[位置ラベル付けデータの抜粋]
★ ★ ★

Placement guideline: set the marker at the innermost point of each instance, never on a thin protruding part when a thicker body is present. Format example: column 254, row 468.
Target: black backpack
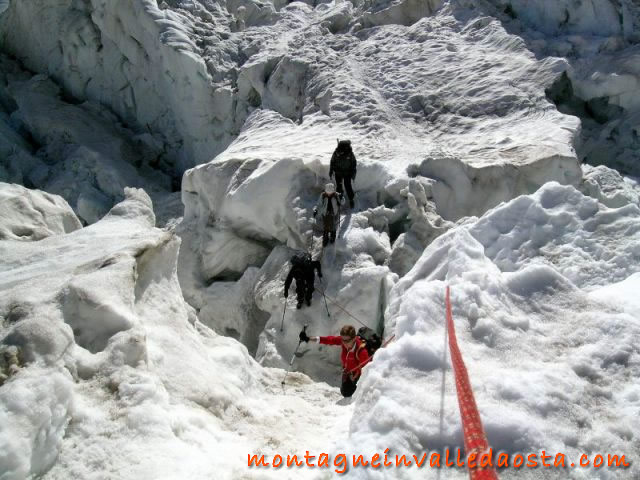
column 329, row 197
column 344, row 156
column 301, row 260
column 371, row 339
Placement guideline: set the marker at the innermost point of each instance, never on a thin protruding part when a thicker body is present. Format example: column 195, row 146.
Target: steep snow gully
column 159, row 164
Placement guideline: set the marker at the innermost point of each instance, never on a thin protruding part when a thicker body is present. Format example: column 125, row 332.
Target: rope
column 362, row 364
column 475, row 439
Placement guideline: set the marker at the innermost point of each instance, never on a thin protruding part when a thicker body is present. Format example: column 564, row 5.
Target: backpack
column 371, row 339
column 329, row 197
column 344, row 156
column 301, row 260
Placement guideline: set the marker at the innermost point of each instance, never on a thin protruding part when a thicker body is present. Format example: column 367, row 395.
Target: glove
column 303, row 336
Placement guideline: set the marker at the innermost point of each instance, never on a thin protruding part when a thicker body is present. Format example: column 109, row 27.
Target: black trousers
column 329, row 230
column 348, row 386
column 341, row 177
column 304, row 291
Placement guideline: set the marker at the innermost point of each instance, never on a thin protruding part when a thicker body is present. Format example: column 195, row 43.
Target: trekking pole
column 284, row 310
column 325, row 299
column 293, row 358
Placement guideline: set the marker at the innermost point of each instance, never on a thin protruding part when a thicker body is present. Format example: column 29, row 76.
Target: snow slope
column 116, row 377
column 133, row 351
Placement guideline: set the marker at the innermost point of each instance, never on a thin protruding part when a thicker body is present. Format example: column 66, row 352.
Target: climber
column 343, row 165
column 354, row 355
column 302, row 270
column 329, row 208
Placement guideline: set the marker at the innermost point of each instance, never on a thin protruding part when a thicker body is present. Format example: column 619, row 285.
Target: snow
column 33, row 215
column 155, row 341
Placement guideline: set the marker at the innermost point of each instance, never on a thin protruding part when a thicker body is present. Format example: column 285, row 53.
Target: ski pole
column 325, row 299
column 284, row 310
column 293, row 358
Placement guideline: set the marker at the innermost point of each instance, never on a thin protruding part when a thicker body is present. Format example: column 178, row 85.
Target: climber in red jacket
column 354, row 355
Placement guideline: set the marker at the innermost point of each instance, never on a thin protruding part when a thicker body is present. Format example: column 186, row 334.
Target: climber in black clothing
column 343, row 165
column 302, row 270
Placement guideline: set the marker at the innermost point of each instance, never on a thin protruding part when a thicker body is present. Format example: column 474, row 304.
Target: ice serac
column 51, row 142
column 109, row 331
column 33, row 215
column 132, row 56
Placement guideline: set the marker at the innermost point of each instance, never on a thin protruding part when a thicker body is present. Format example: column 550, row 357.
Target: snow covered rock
column 609, row 187
column 108, row 332
column 573, row 352
column 33, row 215
column 585, row 241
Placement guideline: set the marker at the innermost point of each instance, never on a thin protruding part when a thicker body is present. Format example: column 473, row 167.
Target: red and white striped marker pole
column 475, row 440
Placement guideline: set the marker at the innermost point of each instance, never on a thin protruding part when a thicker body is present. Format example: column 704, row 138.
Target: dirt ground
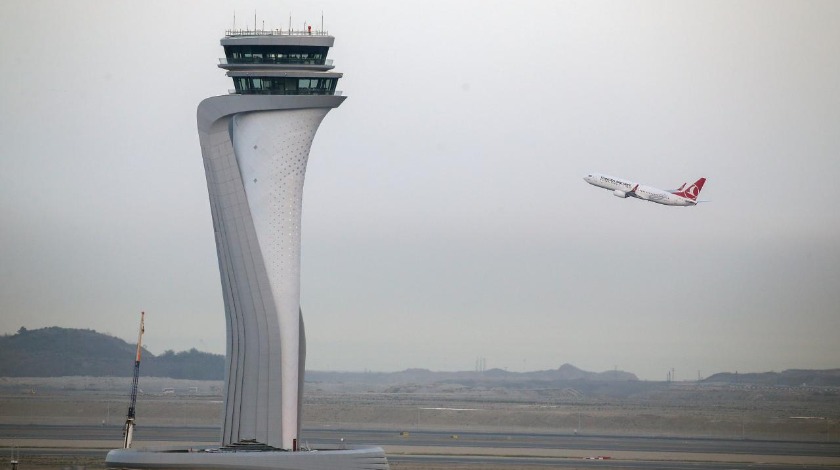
column 684, row 410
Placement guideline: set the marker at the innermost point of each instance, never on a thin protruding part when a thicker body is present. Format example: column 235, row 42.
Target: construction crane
column 128, row 429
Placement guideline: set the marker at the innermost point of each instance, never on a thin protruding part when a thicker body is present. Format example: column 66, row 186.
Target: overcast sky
column 445, row 215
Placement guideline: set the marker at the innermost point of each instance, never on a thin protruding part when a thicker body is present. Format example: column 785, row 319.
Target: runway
column 466, row 448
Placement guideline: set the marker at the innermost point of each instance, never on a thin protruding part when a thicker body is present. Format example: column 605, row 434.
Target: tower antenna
column 128, row 429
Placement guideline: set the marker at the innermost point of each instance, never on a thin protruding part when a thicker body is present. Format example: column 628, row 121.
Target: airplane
column 681, row 196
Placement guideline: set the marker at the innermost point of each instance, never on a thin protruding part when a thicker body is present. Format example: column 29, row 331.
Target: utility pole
column 128, row 429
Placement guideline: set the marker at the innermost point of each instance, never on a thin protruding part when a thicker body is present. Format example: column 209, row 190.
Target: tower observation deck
column 255, row 144
column 277, row 63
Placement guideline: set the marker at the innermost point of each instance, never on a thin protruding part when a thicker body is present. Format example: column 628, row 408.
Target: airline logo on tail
column 682, row 196
column 692, row 191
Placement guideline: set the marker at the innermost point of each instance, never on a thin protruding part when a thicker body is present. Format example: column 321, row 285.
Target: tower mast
column 128, row 429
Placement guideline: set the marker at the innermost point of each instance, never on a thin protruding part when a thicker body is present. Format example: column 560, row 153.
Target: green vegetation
column 58, row 352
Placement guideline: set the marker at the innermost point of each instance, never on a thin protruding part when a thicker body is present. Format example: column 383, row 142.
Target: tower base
column 203, row 458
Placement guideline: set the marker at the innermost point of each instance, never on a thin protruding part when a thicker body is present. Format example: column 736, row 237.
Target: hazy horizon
column 445, row 217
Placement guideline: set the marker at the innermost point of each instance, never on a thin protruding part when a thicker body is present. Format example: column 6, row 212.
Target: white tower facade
column 255, row 144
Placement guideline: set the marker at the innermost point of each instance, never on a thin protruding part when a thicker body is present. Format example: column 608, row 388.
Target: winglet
column 692, row 191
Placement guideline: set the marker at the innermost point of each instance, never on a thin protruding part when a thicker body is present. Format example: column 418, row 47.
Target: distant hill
column 790, row 377
column 58, row 352
column 488, row 378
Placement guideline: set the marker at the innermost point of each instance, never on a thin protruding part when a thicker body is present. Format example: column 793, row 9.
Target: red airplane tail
column 692, row 191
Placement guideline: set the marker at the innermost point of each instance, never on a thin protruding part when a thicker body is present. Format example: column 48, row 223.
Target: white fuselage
column 623, row 188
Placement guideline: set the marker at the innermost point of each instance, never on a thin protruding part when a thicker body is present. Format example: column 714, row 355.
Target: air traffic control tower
column 255, row 144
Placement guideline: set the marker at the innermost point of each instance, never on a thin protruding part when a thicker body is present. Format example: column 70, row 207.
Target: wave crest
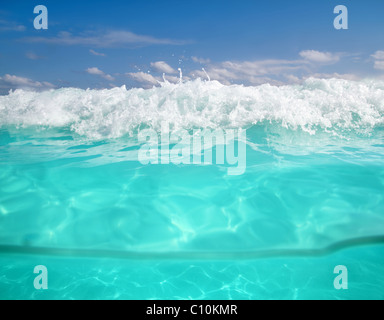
column 332, row 105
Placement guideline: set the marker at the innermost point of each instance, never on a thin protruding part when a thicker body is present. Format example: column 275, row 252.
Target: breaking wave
column 332, row 105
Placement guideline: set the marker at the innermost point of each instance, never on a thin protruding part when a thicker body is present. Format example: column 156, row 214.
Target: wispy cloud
column 161, row 66
column 11, row 26
column 320, row 57
column 33, row 56
column 16, row 82
column 379, row 60
column 115, row 38
column 98, row 72
column 97, row 53
column 144, row 78
column 253, row 72
column 201, row 60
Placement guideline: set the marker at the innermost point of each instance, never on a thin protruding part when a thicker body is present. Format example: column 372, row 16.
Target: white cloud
column 253, row 72
column 379, row 65
column 32, row 56
column 378, row 55
column 13, row 81
column 201, row 60
column 379, row 60
column 97, row 53
column 320, row 57
column 162, row 66
column 109, row 39
column 144, row 78
column 98, row 72
column 11, row 26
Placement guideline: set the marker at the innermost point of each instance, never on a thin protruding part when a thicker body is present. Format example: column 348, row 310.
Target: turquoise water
column 75, row 198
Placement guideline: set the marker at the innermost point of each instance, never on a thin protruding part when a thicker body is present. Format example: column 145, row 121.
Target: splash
column 315, row 106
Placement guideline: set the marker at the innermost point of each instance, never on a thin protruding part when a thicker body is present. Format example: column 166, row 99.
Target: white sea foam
column 326, row 105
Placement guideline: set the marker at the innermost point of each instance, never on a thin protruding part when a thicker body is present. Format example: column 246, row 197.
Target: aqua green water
column 74, row 197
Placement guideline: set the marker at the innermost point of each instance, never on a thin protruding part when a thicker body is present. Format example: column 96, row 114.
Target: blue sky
column 102, row 44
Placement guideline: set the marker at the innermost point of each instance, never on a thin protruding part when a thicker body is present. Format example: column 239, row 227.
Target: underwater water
column 75, row 198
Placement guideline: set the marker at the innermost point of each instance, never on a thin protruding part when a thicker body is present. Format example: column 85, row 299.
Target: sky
column 137, row 43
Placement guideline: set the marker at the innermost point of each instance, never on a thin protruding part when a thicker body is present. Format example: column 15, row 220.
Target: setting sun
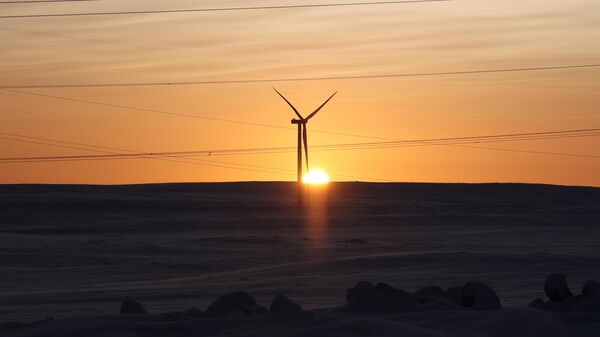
column 316, row 177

★ ★ ★

上の行のうち、「66, row 186.」を含む行から「column 445, row 215」を含む行までを、両端の行も含めて一字一句そのまま書き写してください。

### 正解
Placement guideline: set the marker at the innermost point of each instance, never on a thin protruding part when a thicker body is present. Format example: column 66, row 186.
Target: overcast sky
column 445, row 215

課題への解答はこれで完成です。